You can create your own cocktail snack or trail mix by tossing assorted nuts with salt, ground mustard, and a drizzle of honey. Roast it in the oven, let it cool, and then serve as is or add in other ingredients like chocolate candies first.
Ground mustard is perfect for a ham glaze. Here are just a few mixes you could try:
- Ground mustard, brown sugar, and bourbon
- Ground mustard, brown sugar, and orange juice
- Ground mustard, brown sugar, and red wine
- Ground mustard, apple cider, thyme, and honey
Brush any of these glazes on in the last 30 minutes of cooking for a sweet and tangy infusion of flavor.
Ground Mustard Substitutes
If you don’t have any ground mustard on hand, but you really want to see what it might taste like first before you buy any, there are a few things you could use to substitute for a close second.
In fact, an excellent quality yellow or dijon mustard can act as a substitute in most recipes, as long as you use the correct conversion. Use one tablespoon of liquid mustard for every teaspoon of ground mustard.
You can use turmeric as a stand-in for ground mustard and substitute the measure directly. It lends the same yellow color and many of the same flavors, but it doesn’t quite have the same punch. However, you’ll get an idea of taste this way without the excess spice that might scare you.
It’s important to remember that wasabi is a lot spicier than mustard, so cut the amount you use in half and taste it first. Wasabi is often made with ground mustard as an ingredient, so it will help give you a good idea of the flavor but will have more of a kick.
Cut this substitution in half, too, because it’s rather spicy. It also doesn’t have quite the same flavor as ground mustard but can still make for a great substitution to give your recipe the boost it needs.
If you’re thinking about experimenting with ground mustard, it can be intimidating. However, if you find the right recipe, it lends a perfect flavor. These frequently asked questions will help you learn a bit more.
Question: Should I have ground mustard in my spice rack?
Answer: Ground mustard is a spice you may not use a lot. There aren’t many recipes that call for it, but if you like the flavor and you tend to add it anyway, it’s a good thing to have around. If you don’t use it much and you don’t have it, there are plenty of substitutes you probably already have, and you can save the money and the space in your pantry.
Question: What does mustard do for meat?

■ **What this exercise asks**
1. In the ground mustard article, how much yellow or dijon mustard replaces one teaspoon of ground mustard?
2. Pick up the ground mustard article after its final line and write the next part.
The material after this point comes from a separate source and has no connection to the ground mustard article.

■ **Information shown**
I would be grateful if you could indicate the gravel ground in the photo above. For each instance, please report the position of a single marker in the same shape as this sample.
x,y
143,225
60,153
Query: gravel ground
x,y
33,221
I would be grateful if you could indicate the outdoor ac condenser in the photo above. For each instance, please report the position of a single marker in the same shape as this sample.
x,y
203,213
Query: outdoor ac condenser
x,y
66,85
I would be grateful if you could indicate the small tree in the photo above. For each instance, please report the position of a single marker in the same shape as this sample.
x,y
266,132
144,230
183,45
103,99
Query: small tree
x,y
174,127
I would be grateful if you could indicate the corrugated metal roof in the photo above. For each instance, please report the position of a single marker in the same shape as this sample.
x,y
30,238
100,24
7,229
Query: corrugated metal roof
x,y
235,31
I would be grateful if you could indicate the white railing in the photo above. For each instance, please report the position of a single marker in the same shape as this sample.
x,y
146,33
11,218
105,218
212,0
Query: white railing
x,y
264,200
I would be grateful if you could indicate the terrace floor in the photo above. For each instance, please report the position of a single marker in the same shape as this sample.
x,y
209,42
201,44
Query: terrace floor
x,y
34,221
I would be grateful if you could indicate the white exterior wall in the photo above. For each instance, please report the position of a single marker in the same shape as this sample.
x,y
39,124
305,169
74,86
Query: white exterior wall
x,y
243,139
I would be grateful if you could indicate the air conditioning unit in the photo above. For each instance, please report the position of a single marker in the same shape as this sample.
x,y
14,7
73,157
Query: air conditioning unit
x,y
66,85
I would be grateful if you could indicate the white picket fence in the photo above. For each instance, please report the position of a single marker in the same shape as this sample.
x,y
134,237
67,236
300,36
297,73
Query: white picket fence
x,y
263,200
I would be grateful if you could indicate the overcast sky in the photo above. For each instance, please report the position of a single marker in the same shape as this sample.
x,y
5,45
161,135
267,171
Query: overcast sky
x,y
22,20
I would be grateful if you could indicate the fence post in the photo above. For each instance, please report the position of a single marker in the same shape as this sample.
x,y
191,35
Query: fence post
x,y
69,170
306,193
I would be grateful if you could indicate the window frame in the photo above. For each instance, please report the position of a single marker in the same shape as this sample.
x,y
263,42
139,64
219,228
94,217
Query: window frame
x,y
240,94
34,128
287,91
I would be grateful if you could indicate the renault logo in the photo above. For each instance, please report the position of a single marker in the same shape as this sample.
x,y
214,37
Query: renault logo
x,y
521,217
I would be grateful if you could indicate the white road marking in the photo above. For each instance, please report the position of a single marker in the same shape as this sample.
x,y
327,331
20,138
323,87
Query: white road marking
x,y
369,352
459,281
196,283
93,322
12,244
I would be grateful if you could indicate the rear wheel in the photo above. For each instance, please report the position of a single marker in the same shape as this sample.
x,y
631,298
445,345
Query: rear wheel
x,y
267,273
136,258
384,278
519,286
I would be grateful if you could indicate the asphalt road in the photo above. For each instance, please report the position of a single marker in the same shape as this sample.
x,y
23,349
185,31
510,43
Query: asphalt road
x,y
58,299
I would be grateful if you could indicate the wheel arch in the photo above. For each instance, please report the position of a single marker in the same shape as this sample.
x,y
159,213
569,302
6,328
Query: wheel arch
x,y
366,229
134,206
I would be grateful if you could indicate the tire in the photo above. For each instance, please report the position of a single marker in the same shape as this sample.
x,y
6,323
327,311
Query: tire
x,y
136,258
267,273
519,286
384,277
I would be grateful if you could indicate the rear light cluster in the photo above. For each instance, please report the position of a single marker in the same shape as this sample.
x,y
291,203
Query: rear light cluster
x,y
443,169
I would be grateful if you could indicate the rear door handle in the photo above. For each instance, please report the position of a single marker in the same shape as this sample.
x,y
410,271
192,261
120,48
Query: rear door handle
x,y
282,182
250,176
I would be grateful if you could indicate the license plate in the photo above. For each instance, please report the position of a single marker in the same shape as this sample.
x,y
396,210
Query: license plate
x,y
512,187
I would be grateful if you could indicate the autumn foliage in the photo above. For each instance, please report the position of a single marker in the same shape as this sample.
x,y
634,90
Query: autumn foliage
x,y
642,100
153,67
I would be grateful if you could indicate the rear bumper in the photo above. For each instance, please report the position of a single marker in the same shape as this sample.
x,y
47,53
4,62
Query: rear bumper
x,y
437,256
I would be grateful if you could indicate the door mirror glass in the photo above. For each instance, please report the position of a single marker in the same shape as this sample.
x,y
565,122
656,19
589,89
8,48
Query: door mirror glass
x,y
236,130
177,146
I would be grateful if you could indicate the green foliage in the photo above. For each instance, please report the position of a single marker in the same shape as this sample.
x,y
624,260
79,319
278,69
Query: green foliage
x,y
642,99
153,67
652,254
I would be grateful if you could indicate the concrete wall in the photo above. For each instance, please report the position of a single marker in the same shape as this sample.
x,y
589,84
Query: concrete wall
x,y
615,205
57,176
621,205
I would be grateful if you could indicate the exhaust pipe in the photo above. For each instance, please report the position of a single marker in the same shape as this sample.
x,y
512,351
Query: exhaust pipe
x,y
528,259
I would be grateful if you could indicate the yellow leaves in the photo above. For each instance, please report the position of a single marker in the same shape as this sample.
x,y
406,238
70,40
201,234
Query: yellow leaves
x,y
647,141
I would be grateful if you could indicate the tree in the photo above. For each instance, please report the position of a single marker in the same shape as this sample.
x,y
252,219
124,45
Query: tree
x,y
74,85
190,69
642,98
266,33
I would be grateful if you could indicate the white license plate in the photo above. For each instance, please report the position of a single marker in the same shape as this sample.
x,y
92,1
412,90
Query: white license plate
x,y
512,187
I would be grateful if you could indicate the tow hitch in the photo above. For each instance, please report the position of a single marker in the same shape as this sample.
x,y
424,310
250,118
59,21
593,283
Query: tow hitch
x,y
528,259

■ **Exercise results**
1. One tablespoon.

2.
Answer: We’ve already discussed that ground mustard is a great companion to nearly any type of meat. Not only does it lend flavor, but it adheres more evenly to the meat and won’t fall off. Its binding qualities help it to stick, so you can grill, smoke, roast, or bake your meat without worrying about losing any of that flavor. It also results in a crispy outer edge that gives your meat more texture.
Question: Why do they put mustard on ribs?
Answer: If you’re not a fan of mustard, but you really like ribs, don’t let that intimidate you. Ground mustard seals in the other ingredients of the rub or marinade and will help bring balance to the flavor and texture. It can also help keep it juicy by not letting moisture escape. Depending on the amount of mustard used, you likely won’t even taste it.
Question: Is mustard a good meat tenderizer?
Answer: Mustard does a great job of tenderizing meat. You’ll also notice a thin layer of crisp on the outside of the meat, which is highly prized in traditional barbecue recipes. Because mustard can seal in flavor and moisture, it gives the meat an excellent texture that almost melts in your mouth.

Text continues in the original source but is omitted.